That’s what a patchwork actually costs.
In Africa, the seams show faster
POPIA, KYC regulation sharper SAFPS expectations (link below). The compliance bar in this market is rising while customer patience is shortening. And every new geography means rebuilding identity logic from scratch when it lives across seven different systems.
And the threat side is getting louder. Impersonation fraud listed by the Southern African Fraud Prevention Service spiked 38% in 2024 alone (SAFPS, 2024). That isn’t a vendor problem. It’s the system being tested at a pressure no point-solution architecture was designed to absorb.
We see this everywhere we work. Telcos, automotive, financial services, you name it. Different industries, same patchwork: identity logic spread across half a dozen vendors, each solving a slice, none seeing the whole.

Strategy isn’t the problem. Implementing it is.
Most enterprises already have an identity strategy. The challenge isn’t deciding what good looks like. It’s executing it across every channel, every regulatory checkbox, every market.
And in the age of the empowered digital customer, that execution is only getting harder. Customers expect frictionless. Regulators expect rigour. Boards expect both, at speed. Holding all of that together on a patchwork worked at smaller scale. At enterprise volume, across multiple markets, with shifting compliance baselines and rising fraud sophistication, it quietly becomes the thing limiting how fast the business can move.
An Integrated Identity Platform isn’t the strategy. It’s how the strategy gets delivered across the journey.
Liminal Strategy Partners, the independent firm tracking this market globally, has named Contactable the No. 1 Integrated Identity Platform in Africa and Regional Leader for Middle East & Africa. They also track the economics: enterprises see a 15.3x return for every $1 spent on an IIP, through fewer abandonments, lower fraud and faster decisioning (Liminal Executive Summit, 2023).
Most enterprises don’t lack an identity strategy. They lack a way to execute one across the journey, at speed, without the seams showing.
The one question worth asking your CIO this week
“If our regulator audited us tomorrow, could we produce a single audit trail across identity, compliance and fraud, or would we be stitching it together from four dashboards?”
The answer tells you whether you able to implement your strategy.

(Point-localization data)

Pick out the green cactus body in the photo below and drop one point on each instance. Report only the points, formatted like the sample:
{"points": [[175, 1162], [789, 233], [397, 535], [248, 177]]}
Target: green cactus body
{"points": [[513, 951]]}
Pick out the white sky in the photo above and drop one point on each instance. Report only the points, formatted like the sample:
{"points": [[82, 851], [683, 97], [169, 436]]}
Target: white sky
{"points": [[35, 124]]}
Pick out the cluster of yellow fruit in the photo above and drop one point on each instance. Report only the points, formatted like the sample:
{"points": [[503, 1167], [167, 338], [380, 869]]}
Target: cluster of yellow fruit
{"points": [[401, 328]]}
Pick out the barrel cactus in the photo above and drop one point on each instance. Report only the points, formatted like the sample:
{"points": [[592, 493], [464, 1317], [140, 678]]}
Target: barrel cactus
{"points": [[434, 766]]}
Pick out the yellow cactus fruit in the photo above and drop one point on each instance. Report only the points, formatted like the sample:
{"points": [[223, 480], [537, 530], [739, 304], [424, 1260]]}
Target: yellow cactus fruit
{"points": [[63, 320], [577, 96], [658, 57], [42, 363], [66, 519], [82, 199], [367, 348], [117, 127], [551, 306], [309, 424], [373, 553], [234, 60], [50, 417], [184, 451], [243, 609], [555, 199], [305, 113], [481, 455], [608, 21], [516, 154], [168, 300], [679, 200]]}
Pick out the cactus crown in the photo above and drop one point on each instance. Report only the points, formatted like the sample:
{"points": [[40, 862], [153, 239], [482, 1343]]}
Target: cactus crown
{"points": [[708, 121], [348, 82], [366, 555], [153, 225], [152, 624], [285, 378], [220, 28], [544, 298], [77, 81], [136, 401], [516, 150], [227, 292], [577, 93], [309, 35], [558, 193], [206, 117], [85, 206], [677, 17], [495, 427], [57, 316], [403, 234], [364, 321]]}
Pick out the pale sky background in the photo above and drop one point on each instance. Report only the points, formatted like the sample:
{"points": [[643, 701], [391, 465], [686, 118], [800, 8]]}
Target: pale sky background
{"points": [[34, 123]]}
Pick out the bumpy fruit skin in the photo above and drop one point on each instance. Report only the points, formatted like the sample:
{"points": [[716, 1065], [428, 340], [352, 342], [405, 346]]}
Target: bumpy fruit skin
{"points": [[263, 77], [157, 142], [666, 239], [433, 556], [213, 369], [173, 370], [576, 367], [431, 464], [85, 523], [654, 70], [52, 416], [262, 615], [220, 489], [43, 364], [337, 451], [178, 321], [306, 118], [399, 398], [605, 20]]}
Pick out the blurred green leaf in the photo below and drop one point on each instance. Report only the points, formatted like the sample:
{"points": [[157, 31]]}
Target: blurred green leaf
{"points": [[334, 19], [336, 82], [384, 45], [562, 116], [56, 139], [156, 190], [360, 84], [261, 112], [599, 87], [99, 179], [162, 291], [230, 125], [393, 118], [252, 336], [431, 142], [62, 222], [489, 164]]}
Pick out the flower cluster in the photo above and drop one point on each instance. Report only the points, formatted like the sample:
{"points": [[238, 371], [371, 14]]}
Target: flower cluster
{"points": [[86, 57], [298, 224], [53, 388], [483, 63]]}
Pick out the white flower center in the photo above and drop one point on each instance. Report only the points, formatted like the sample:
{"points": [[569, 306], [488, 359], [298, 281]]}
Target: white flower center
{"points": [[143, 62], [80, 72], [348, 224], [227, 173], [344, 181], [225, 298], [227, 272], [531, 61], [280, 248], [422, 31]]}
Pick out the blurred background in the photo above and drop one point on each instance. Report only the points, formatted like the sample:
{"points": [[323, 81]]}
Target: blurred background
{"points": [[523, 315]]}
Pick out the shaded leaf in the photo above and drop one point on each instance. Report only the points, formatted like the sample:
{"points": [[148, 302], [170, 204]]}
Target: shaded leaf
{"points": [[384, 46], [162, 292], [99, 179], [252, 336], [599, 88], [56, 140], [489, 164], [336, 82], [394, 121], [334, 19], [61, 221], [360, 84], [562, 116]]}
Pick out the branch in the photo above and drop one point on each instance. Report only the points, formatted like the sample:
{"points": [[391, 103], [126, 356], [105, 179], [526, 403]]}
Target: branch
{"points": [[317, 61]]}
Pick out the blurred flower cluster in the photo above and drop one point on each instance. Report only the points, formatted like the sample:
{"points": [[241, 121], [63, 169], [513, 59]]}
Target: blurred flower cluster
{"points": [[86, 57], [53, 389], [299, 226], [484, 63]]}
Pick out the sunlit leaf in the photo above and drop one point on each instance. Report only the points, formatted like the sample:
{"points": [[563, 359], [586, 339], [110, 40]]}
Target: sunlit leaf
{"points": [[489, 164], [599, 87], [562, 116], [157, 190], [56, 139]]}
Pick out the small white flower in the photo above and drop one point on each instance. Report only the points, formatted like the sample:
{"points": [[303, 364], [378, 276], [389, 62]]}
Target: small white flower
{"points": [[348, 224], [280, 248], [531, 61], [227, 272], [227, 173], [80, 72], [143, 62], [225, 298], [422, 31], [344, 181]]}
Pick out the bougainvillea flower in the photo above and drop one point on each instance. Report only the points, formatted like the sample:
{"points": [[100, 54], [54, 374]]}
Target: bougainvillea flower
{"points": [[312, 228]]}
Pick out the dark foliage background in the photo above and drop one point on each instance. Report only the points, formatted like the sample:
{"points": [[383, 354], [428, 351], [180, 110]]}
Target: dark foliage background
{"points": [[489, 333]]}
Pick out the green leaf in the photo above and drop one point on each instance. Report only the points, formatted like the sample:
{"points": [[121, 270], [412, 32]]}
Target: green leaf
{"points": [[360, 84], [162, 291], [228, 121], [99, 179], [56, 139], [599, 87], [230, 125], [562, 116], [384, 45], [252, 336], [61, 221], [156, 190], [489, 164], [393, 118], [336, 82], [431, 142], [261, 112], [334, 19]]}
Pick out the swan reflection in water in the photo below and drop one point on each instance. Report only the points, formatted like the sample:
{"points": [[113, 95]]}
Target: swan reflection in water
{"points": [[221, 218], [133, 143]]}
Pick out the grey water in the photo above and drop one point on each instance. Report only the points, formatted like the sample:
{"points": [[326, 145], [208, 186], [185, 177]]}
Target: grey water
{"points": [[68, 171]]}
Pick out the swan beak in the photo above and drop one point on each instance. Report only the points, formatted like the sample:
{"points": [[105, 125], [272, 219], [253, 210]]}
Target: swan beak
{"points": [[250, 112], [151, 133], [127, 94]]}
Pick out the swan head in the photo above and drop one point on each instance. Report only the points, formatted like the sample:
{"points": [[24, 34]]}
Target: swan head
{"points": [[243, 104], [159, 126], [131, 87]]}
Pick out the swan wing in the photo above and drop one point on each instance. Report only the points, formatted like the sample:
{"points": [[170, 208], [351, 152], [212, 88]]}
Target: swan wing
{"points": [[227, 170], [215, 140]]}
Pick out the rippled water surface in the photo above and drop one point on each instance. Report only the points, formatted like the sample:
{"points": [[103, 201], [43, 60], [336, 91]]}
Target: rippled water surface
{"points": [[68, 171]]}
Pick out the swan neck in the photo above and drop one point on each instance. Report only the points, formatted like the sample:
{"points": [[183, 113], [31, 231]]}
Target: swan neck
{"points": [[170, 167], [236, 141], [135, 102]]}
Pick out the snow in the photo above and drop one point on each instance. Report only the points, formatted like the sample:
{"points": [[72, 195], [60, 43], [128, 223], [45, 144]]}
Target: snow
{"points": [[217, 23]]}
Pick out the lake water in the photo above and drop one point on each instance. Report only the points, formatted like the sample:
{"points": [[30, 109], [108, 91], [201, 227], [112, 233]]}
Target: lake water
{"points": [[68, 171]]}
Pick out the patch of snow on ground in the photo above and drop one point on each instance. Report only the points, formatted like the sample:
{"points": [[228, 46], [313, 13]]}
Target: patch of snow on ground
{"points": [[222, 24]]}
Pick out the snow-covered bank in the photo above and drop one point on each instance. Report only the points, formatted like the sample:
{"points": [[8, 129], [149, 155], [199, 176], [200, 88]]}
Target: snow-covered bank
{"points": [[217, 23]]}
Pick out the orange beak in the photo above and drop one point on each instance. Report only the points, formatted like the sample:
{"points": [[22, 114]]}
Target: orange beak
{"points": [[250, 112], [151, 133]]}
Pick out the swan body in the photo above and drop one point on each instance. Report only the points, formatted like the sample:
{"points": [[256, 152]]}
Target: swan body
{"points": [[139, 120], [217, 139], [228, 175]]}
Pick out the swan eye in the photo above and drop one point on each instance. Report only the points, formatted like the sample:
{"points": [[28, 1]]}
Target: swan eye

▸ Problem description:
Please pick up the piece on enterprise identity platforms after its final sentence and continue it. These lines were taken from a different source than the text on enterprise identity.

▸ Task output:
If your team is running four or more identity vendors and you’d like to compare notes, email or DM me on LinkedIn. Happy to share what we’ve learned across 15 African markets, working with telcos, automotive, financial services, you name it.
Shaun Strydom is the CEO of Contactable, Africa’s Integrated Identity Platform, named Regional Leader for Middle East & Africa by Liminal Strategy Partners. Contactable powers identity, compliance and fraud signals across the customer journey for telcos, banks and insurers in 15 African markets.
Visit contactable.co.za | Follow us on LinkedIn | Facebook
FAQs
What’s the difference between an identity strategy and an identity stack?
A strategy is a coordinated plan for how identity supports growth across the journey: onboarding, fraud, compliance, authentication, recovery. A stack is what you end up with when each of those problems gets solved by a different vendor over time. Most enterprises think they have the first. The four dashboards they audit from tell a different story.
How many identity vendors does the average enterprise use?
Liminal’s 2024 research found 48% of enterprises run four or more vendors just for basic onboarding. At enterprise scale, the average KYC journey itself orchestrates around 10 point solutions, each one a seam to manage and audit. The cost compounds when those vendors stop sharing signals with each other.
What’s the ROI of consolidating onto an Integrated Identity Platform?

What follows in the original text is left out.